The reply should be an exact transcription of every record.

##############################

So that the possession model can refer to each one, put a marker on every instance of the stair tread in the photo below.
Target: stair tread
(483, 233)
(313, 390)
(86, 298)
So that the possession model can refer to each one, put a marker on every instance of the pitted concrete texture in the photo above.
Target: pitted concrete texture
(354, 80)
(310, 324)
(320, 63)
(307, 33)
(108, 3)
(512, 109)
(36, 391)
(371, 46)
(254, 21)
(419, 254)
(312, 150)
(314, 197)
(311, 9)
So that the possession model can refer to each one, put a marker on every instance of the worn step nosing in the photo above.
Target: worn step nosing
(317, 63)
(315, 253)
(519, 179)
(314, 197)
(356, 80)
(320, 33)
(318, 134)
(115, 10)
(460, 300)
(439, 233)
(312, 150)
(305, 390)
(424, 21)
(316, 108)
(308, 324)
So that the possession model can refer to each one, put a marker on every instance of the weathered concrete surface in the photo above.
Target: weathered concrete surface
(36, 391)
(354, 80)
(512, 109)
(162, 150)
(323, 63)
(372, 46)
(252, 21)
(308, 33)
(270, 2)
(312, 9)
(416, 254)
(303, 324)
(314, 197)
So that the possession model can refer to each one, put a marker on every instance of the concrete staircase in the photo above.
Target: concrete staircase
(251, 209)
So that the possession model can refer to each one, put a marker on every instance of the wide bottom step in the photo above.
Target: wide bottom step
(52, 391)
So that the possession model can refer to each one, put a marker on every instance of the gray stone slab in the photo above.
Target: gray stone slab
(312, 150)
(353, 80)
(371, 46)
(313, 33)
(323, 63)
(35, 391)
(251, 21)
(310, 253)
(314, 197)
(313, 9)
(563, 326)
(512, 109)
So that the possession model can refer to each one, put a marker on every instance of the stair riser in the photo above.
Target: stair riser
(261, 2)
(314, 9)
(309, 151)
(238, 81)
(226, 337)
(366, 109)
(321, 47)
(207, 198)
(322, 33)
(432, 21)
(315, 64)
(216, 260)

##############################

__WRITTEN SOLUTION__
So that the possession model can refer to each one, put a marker on every instance of the stair tread in the photo below.
Target: stair tread
(483, 233)
(313, 390)
(86, 298)
So that the possession model can refer to each one, put a marker on every instance of the pitted concrete texture in the photo above.
Target: pitted concrete texture
(354, 80)
(310, 324)
(320, 63)
(307, 33)
(108, 3)
(512, 109)
(36, 391)
(371, 46)
(254, 21)
(419, 254)
(312, 150)
(314, 197)
(311, 9)
So that the possession model can refer to each one, put a marker on every instance of the worn step nosing in the photo above.
Target: worn step nosing
(317, 63)
(315, 253)
(519, 179)
(314, 197)
(356, 80)
(320, 33)
(318, 134)
(115, 10)
(460, 300)
(439, 233)
(312, 150)
(305, 390)
(424, 21)
(316, 108)
(308, 324)
So that the possession model can refer to each one, put a marker on every instance of the weathered concrete surface in the photo above.
Target: weathered concrete surface
(36, 391)
(354, 80)
(512, 109)
(162, 150)
(323, 63)
(372, 46)
(252, 21)
(308, 33)
(270, 2)
(312, 9)
(416, 254)
(303, 324)
(314, 197)
So that the possession model can refer to each one, put a marker on every instance of the concrete staircase in the photo above.
Target: concrete staircase
(251, 209)
So that the possession model can refer to each one, put a marker on every instance of the wide bottom step in the photo above.
Target: wide bottom step
(52, 391)
So that the possession model can refer to each one, put a marker on every instance of the gray stone slab in the photo above.
Target: gray stone slab
(312, 150)
(353, 80)
(371, 46)
(313, 33)
(323, 63)
(35, 391)
(251, 21)
(310, 253)
(314, 197)
(313, 9)
(563, 326)
(512, 109)
So that the possession model can refer to each one, put a marker on every instance of the stair riser in the photo above.
Target: stair riser
(261, 2)
(314, 9)
(309, 151)
(238, 81)
(226, 337)
(366, 109)
(321, 47)
(207, 198)
(322, 33)
(432, 21)
(315, 64)
(216, 260)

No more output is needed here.